Outreach, Enrollment, and Care Coordination
Marginalized communities include communities of color, seniors, immigrants, limited English speakers, and homeless or formerly incarcerated individuals. These individuals experience the most challenging barriers to applying for and using health care coverage. To realize the full benefit of coverage, it is important to address the barriers that individuals face in enrolling and accessing needed care.
Community-based organizations and providers play a large role in empowering clients to overcome multiple barrier to health care access. They do this through outreach, enrollment, and retention services, as well as helping clients find doctors, coordinate health services, use translation services, and understand their insurance. Results are driven by community trust in these relationships and services.
39.8% of adults on Medi-Cal with mental health needs received no mental health treatment in the past year
Having Our Say advocates for policies that support and strengthen community-based organizations who conduct outreach, enrollment, and care coordination and work to ensure communities of color can access and use the care they need. Having Our Say’s 2019 policy agenda champions two policy priorities that bring greater resources to key community-based health care entities.

Records taken from a dataset
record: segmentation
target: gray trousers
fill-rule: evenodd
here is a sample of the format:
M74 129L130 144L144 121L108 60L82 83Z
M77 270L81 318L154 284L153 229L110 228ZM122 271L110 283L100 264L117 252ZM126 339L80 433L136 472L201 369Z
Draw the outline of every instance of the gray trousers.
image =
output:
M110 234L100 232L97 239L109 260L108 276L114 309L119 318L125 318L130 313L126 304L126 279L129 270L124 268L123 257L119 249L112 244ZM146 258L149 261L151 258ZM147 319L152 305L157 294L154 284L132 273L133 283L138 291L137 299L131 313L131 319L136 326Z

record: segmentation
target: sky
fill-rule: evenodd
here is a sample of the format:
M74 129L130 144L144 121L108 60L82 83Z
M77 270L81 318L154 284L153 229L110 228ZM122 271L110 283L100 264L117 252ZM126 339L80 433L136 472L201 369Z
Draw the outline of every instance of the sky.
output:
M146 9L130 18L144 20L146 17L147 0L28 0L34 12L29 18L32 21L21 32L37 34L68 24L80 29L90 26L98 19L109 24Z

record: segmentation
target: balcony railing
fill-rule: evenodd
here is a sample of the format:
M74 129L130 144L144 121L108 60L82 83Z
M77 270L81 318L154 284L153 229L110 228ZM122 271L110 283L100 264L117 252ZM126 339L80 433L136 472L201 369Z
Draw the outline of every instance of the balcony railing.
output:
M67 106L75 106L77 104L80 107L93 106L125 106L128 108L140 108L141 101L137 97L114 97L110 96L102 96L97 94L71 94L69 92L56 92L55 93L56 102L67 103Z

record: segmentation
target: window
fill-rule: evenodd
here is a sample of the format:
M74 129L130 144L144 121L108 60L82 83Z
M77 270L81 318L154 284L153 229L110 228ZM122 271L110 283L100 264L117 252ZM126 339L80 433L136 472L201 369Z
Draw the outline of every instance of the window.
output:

* ABOUT THIS EXERCISE:
Write what comes next in the text on outreach, enrollment, and care coordination, starting after its final sentence. The records stand apart from the text on outreach, enrollment, and care coordination.

* RESPONSE BOX:
SB 207 (Hurtado) Breathing Easier: Improved Asthma Outcomes for Medi-Cal
This bill would allow Medi-Cal to reimburse community health workers who provide provide asthma education and in-home asthma trigger assessments. Community health workers have a deep understanding of the communities they serve and play a crucial role in outreach, community education, and community health. They are well-equipped to help California families manage asthma symptoms and reduce exposure to environmental triggers.
Budget Ask to fund Health Navigators
Health Navigators play a crucial role supporting community health needs. State funding for community-based health navigators ended on June 30, 2018. Given an environment of extreme confusion and distrust, we call on the state to fund community-based health navigators for an additional two years ($30 million in state general funds to be matched by $30 million federal match).